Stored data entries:
- - -
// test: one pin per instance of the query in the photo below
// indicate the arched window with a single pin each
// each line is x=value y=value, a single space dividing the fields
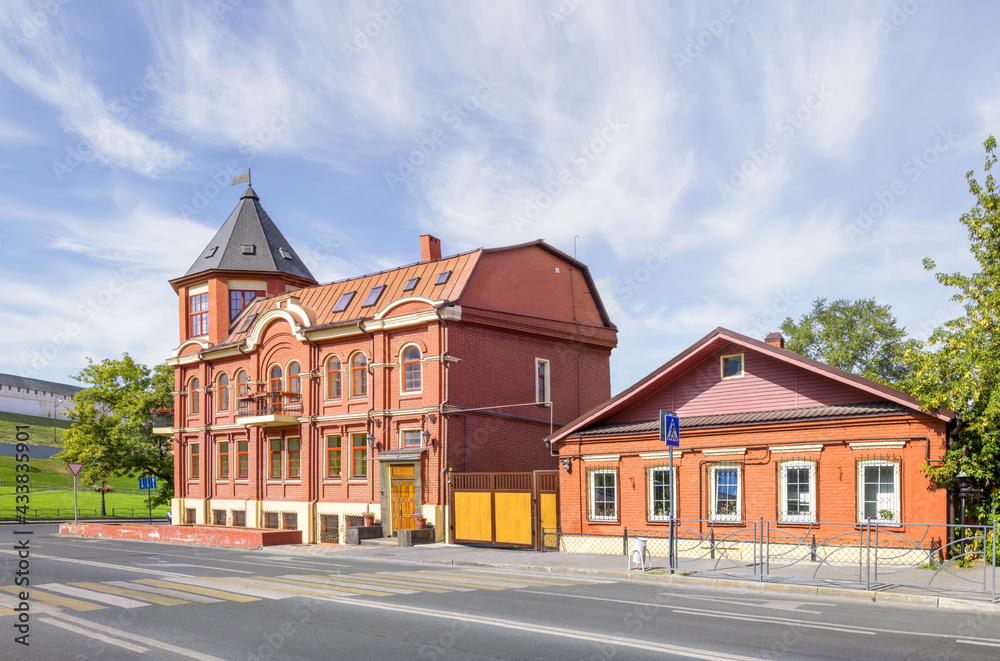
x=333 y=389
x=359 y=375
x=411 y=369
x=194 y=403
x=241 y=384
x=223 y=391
- - -
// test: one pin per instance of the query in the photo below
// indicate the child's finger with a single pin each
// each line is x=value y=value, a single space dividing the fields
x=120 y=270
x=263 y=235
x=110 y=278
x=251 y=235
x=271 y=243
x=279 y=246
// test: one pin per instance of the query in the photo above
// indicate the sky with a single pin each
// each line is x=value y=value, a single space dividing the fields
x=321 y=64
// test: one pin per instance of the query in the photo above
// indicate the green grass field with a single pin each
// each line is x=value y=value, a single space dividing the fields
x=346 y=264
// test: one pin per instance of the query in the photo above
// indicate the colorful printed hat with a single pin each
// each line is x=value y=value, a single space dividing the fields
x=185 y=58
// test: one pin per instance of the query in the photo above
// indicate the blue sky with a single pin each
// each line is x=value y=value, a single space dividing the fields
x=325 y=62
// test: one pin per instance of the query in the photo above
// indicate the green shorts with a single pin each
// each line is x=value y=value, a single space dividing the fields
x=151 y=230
- - -
- _Stated exercise_
List each line in the items above that contains the word "green".

- _Final result_
// indicate the green grass field with a single pin each
// indicate the green shorts with a single pin each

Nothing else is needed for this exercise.